* START INPUT RECORDS *

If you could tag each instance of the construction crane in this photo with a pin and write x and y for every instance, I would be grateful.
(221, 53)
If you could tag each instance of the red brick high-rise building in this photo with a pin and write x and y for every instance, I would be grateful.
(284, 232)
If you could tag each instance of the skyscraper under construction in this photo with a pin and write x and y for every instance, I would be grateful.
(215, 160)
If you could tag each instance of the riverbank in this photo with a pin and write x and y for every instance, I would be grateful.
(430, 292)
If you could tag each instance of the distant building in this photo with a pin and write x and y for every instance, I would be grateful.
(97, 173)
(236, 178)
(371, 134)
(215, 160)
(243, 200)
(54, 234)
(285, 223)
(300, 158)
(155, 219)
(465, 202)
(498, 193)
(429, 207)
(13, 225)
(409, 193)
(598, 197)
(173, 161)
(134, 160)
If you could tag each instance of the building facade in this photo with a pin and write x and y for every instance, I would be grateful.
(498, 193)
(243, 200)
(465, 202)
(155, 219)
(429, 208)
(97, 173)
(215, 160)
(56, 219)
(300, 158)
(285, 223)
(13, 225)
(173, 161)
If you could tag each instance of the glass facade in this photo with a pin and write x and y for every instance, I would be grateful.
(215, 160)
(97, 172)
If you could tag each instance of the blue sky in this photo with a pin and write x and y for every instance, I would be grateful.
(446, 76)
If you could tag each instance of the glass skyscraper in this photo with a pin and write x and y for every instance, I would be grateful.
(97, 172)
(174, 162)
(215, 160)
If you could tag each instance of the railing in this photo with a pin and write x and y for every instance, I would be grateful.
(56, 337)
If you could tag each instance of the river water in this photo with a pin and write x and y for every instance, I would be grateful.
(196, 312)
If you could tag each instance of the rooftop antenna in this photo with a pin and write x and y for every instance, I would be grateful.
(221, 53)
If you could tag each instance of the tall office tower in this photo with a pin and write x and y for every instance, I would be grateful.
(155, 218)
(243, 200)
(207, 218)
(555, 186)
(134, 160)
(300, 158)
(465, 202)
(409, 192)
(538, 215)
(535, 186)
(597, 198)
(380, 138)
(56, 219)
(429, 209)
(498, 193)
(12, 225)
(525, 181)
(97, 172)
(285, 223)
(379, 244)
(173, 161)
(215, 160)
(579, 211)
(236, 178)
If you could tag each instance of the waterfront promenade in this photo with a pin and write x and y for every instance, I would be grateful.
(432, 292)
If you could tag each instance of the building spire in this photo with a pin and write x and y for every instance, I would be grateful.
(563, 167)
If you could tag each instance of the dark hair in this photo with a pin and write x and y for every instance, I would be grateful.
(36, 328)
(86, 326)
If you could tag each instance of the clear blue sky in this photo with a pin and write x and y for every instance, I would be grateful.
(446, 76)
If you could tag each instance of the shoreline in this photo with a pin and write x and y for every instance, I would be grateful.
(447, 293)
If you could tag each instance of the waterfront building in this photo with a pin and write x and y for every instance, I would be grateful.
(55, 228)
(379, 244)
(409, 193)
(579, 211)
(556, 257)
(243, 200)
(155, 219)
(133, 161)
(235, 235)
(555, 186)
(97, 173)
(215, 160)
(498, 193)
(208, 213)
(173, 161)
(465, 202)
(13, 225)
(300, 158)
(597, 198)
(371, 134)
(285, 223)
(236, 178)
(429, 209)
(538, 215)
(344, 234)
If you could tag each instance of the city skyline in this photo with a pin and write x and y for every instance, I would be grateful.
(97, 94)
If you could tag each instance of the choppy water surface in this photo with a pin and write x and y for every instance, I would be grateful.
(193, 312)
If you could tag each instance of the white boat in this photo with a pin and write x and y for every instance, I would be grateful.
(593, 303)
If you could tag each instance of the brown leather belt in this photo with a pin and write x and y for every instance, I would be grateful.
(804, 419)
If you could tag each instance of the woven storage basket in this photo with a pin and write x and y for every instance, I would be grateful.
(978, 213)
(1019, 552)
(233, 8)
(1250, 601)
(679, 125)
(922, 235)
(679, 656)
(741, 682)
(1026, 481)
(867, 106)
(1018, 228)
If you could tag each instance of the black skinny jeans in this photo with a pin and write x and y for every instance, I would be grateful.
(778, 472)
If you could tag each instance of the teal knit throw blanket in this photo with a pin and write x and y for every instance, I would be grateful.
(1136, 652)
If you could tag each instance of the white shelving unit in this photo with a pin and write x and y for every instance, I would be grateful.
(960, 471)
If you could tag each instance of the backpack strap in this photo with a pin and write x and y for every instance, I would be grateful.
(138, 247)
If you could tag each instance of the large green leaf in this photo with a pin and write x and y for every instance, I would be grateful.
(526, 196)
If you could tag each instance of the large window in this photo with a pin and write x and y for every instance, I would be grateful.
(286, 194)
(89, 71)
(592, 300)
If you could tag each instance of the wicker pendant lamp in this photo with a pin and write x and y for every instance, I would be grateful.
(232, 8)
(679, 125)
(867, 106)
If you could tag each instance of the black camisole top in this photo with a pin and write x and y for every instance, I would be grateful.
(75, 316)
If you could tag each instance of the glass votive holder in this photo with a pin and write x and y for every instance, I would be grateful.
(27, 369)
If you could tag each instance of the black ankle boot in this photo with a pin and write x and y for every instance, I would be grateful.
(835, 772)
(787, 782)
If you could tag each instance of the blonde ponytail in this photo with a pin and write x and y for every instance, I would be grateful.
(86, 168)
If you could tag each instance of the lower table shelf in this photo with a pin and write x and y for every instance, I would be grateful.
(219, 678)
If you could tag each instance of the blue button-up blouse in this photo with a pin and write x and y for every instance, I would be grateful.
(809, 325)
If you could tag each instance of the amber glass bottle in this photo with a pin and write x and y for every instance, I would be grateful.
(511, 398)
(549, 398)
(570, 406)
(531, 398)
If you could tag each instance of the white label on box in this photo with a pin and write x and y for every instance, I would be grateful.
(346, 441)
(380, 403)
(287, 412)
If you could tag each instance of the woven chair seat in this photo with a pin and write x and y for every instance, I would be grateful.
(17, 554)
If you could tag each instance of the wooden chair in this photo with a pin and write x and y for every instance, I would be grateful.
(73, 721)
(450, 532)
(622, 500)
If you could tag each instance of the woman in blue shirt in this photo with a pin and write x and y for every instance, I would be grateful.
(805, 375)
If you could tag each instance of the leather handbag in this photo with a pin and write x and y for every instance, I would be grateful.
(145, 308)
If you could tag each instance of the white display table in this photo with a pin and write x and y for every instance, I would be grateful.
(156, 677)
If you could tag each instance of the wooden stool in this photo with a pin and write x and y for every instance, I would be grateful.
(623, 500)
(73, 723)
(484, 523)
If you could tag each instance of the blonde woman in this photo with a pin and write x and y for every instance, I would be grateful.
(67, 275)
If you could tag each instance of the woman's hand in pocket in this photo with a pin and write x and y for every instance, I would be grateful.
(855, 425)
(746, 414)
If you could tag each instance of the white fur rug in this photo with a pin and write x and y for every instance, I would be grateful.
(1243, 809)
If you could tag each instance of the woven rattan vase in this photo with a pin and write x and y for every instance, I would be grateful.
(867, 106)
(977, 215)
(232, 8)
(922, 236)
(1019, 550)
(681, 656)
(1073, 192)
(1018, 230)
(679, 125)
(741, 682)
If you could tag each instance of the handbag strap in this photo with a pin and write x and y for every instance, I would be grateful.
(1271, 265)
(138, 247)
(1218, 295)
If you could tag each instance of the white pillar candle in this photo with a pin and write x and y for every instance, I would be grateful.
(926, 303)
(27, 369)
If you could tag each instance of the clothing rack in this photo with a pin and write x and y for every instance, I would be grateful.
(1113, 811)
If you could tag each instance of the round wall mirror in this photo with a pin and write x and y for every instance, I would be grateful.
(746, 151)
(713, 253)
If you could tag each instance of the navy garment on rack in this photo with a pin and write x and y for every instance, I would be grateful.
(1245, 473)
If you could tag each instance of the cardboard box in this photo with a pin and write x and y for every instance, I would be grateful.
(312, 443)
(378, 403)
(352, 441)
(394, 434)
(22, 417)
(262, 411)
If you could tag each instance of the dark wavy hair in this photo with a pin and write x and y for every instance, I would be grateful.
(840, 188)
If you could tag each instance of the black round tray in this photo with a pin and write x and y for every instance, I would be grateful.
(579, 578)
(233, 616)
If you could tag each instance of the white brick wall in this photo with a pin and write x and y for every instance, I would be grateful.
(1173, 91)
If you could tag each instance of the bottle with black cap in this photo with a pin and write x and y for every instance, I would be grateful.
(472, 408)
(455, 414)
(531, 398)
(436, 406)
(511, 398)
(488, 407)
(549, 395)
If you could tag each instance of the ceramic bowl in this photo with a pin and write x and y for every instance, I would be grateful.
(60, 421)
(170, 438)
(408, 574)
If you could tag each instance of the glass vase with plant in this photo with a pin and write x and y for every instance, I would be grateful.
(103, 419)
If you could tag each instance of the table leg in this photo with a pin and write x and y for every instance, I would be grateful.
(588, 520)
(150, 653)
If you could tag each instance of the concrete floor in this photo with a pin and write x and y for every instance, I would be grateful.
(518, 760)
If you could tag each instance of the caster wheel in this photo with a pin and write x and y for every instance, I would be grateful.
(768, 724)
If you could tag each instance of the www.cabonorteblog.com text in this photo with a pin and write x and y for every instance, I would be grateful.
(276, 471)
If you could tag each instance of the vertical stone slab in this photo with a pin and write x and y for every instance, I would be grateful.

* END INPUT RECORDS *

OBJECTIVE ▸
Starting with the line that contains "If you could tag each instance of the bottle", return each line through the last one of the data above, exactly as written and nothing more.

ANSWER IN FULL ▸
If you could tag each instance of the bottle with black cap in this photo with a pin and write x and y for every instance, I would be grateful.
(472, 408)
(455, 414)
(531, 398)
(436, 406)
(511, 398)
(488, 407)
(549, 395)
If you could tag each instance of the ceramic bowl in this photo with a pin and write x and y for every instance, I would be grateful.
(60, 421)
(170, 438)
(408, 574)
If you could tag each instance of the glass vase with plant in this photo with a pin and write x and y for every instance, I would be grateful.
(103, 419)
If you could tag each instance of the table leg in this photo with a pin and write x and y for every instance, I would be grateful.
(588, 520)
(150, 653)
If you could tag each instance of the concrete floor in this photo with a pin and write x and y for every instance, I would be grateful.
(518, 760)
If you could tag each instance of the caster wheel in this photo with a pin and write x and y for every instance, I would be grateful.
(768, 724)
If you could tag each instance of the www.cabonorteblog.com text in this photo with a pin and write x and y for every instance, I would be grateful.
(276, 471)
If you could tag each instance of the vertical stone slab in this photo with a pin and write x and y for every instance, I would be grateful.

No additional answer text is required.